— start Supplied data —

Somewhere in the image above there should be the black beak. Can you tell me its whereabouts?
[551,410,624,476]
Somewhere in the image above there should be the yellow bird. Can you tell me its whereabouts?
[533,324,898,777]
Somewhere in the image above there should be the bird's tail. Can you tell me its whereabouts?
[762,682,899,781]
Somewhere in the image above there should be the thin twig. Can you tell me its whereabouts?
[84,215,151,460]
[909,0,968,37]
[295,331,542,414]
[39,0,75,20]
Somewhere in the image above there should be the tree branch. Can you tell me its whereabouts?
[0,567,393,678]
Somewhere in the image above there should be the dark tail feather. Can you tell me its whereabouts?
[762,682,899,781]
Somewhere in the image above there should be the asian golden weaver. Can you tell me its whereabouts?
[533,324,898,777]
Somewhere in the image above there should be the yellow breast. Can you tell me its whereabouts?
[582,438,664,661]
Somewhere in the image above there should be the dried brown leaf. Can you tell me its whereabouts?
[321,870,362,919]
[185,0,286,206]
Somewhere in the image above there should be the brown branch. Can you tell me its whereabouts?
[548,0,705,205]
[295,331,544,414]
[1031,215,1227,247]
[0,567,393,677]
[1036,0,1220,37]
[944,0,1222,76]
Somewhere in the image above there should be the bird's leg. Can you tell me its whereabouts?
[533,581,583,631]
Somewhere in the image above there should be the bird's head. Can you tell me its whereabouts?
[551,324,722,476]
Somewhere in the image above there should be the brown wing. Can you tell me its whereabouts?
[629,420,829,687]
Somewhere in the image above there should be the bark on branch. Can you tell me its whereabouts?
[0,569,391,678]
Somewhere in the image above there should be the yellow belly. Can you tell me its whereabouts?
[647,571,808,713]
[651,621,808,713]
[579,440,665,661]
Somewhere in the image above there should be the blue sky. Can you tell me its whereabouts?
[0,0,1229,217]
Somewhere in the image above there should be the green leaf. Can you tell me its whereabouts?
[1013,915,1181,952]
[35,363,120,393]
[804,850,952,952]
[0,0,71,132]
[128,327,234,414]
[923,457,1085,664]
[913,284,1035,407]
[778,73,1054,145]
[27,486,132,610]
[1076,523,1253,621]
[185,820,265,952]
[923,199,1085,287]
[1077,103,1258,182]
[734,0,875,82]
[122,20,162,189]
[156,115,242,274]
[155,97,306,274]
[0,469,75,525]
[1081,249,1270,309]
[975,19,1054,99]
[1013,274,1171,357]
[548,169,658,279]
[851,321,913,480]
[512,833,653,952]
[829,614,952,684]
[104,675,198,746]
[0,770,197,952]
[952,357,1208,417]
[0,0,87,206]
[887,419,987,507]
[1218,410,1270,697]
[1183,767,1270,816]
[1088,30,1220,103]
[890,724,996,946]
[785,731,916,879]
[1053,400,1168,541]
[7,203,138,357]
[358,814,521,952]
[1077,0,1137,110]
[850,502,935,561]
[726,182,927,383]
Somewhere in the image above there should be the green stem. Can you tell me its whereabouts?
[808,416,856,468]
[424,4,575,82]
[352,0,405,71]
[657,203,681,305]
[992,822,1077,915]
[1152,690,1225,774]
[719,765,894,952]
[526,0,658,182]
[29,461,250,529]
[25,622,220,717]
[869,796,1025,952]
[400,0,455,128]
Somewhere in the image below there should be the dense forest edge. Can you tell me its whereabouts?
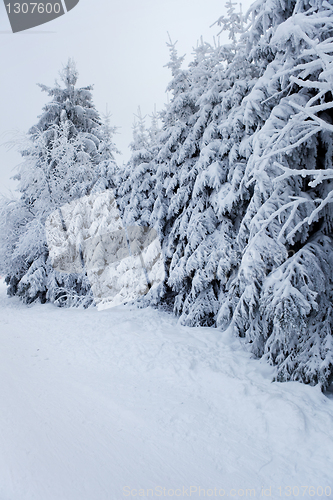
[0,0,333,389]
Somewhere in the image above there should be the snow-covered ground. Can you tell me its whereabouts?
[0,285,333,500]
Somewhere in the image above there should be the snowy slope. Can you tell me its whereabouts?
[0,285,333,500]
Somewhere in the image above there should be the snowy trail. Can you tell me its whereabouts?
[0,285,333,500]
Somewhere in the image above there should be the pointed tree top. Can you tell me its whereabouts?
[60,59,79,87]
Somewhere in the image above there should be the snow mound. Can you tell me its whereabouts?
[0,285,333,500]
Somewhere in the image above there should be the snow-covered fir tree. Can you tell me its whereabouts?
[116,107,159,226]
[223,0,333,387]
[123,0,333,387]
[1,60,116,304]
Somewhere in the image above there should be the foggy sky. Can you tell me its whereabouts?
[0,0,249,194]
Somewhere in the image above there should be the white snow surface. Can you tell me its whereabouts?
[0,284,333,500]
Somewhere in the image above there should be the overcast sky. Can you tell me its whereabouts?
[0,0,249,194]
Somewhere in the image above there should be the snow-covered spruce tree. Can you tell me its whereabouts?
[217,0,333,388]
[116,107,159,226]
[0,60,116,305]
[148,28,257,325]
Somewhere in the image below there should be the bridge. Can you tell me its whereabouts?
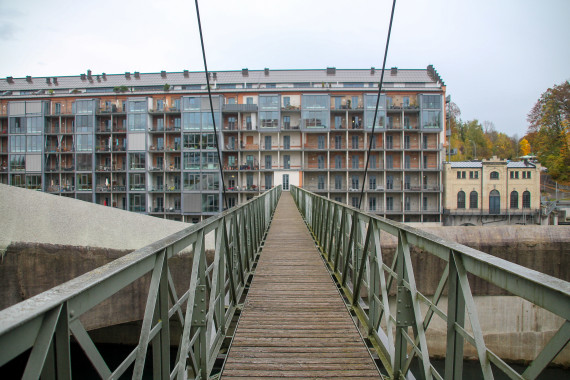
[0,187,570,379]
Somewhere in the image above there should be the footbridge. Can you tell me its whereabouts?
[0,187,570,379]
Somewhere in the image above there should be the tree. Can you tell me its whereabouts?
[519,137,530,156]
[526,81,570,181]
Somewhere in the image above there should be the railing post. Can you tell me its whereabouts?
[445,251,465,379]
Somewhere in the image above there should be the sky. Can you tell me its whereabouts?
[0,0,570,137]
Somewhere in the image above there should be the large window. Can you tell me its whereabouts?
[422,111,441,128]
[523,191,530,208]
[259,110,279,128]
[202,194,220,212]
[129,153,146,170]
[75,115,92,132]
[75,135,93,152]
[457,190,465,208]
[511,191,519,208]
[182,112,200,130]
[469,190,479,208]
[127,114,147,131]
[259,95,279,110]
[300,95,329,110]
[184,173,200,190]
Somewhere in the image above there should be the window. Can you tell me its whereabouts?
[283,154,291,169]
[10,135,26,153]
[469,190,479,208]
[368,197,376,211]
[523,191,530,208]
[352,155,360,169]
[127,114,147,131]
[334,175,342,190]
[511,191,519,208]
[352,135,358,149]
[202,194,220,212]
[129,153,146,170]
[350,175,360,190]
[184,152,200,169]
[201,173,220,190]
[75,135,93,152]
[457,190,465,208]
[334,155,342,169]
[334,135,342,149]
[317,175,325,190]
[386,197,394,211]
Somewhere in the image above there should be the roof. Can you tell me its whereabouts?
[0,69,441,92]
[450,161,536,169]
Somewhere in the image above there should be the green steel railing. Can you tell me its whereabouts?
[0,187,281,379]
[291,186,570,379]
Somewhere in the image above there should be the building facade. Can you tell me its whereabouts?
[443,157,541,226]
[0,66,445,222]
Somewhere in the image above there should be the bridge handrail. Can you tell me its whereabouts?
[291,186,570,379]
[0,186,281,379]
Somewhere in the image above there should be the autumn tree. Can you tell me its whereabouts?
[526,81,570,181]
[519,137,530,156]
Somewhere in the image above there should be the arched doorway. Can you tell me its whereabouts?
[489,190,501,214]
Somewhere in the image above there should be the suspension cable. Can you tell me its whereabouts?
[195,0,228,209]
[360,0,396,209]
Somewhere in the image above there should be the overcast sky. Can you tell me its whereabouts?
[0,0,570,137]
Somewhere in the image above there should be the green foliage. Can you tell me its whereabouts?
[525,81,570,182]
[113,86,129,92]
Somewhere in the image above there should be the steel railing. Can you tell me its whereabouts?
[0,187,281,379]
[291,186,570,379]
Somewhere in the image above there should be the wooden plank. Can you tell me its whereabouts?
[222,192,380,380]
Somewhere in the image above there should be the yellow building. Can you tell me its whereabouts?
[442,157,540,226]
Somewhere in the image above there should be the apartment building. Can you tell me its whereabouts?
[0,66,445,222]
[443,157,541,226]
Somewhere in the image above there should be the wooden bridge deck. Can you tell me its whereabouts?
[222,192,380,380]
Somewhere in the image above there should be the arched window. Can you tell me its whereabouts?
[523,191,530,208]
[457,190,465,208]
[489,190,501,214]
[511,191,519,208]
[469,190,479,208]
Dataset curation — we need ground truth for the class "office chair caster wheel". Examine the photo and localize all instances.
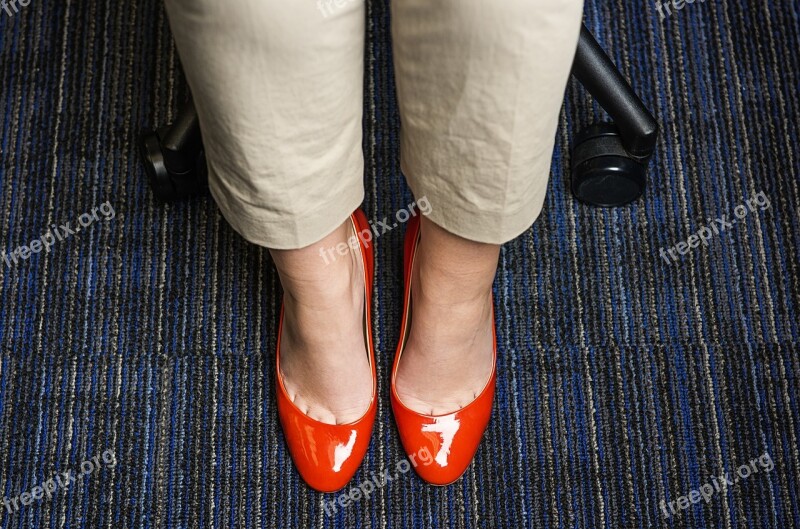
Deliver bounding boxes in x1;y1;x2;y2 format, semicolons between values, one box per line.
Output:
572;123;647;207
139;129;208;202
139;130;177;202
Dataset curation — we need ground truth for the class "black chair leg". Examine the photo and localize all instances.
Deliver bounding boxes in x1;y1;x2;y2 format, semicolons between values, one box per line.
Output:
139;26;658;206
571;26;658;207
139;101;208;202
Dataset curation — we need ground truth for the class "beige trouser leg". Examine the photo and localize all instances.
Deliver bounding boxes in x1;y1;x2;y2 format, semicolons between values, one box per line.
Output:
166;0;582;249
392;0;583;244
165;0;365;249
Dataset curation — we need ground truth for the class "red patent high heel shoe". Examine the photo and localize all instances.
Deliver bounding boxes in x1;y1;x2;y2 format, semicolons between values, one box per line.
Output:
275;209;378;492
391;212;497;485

— end Supplied data —
— start Supplied data —

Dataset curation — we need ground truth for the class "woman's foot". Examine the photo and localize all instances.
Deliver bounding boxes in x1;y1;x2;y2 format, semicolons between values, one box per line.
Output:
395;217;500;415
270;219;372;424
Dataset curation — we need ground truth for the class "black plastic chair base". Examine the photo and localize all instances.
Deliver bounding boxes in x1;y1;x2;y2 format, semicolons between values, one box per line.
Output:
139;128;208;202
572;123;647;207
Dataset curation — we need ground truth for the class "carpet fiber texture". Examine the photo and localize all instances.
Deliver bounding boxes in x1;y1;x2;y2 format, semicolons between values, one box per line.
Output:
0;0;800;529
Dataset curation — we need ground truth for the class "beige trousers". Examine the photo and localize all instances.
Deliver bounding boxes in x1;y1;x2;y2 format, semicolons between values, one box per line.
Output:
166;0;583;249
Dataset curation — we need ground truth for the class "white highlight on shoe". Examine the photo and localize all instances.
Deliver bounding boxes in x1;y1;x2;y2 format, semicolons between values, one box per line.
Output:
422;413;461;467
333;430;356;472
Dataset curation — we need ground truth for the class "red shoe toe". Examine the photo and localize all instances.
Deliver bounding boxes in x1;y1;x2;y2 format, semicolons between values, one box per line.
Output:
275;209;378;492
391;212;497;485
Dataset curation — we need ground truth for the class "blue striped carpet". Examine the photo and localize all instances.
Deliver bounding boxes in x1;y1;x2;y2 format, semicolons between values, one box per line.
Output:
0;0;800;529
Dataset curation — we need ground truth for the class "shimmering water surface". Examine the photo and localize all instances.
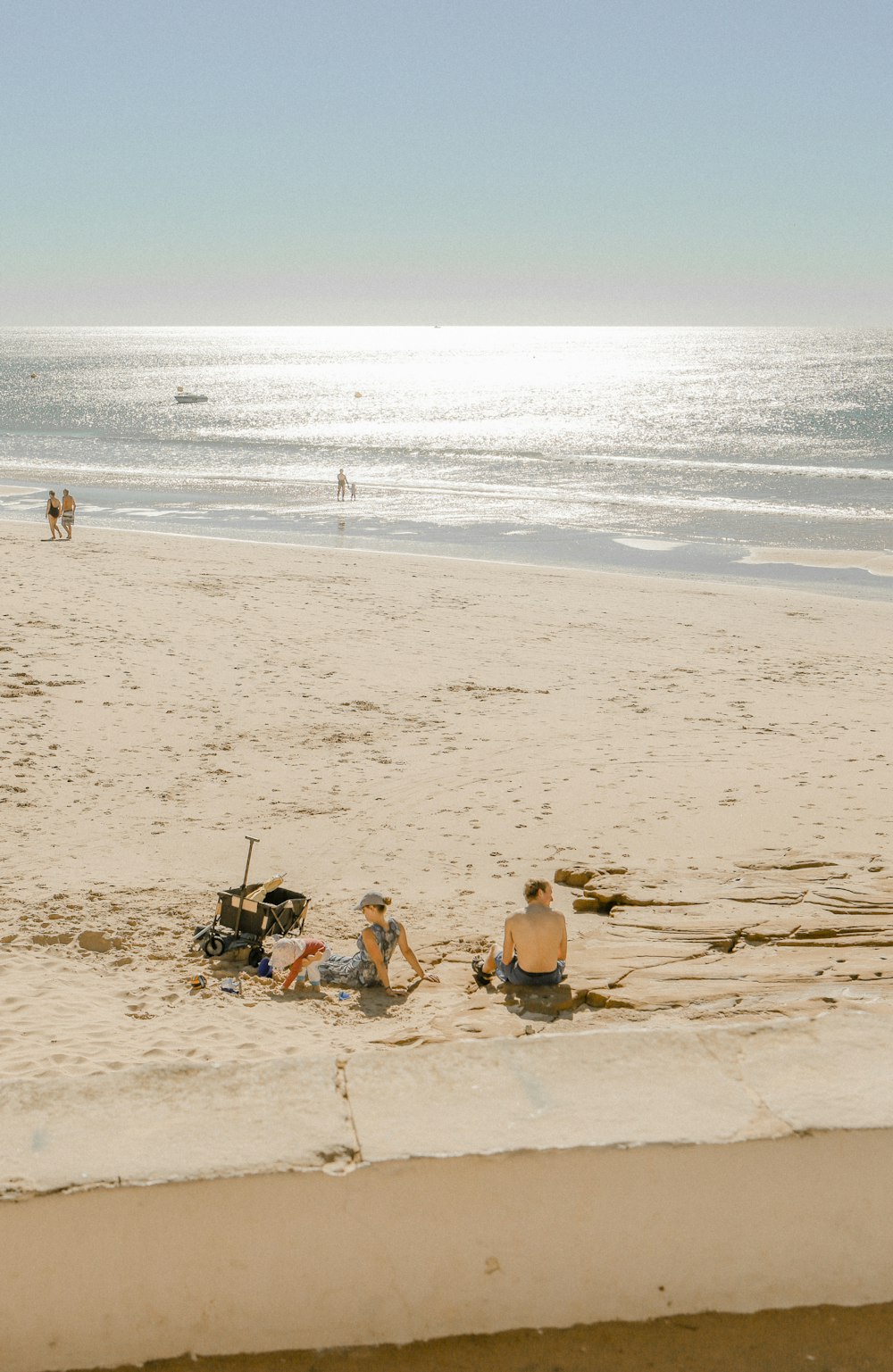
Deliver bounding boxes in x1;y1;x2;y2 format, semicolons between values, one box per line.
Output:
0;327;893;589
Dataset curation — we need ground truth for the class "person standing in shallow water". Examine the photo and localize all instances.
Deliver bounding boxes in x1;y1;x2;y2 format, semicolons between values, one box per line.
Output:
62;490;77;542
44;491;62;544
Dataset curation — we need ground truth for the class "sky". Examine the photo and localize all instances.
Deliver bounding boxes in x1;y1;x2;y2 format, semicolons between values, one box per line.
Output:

— end Supplied data —

- **Instruction**
Retype the part of the entries above that opens with the line containing "Somewhere in the image above there should be the black" and closes with the line containing "[582,438,664,661]", including both of those lines.

- **Answer to this task**
Somewhere in the image above there should be the black beak. Can you tell me its whereabouts?
[551,410,624,476]
Somewhere in the image above there should be the yellow bird. Can you tell me its whereabouts?
[533,324,898,777]
Somewhere in the image above there should be the bird's tail. Can you tell me its whereabouts?
[762,682,899,781]
Somewhere in the image above there should be the thin twig. Can you tell me its whereabouts?
[84,215,151,460]
[909,0,968,37]
[295,331,542,414]
[39,0,75,20]
Somewhere in the image above there should be the tree branch. Can you tell me its whereabouts?
[0,567,393,678]
Somewhere in the image above there should be the dark tail feather. Can you tell me its whereabouts?
[762,682,899,781]
Somewhere in the image above there should be the asian golden weaver. Can you tell me its whereabouts?
[533,324,898,777]
Somewhere in the image above there should be the yellow breast. Can you tell me its whereabouts?
[582,438,664,661]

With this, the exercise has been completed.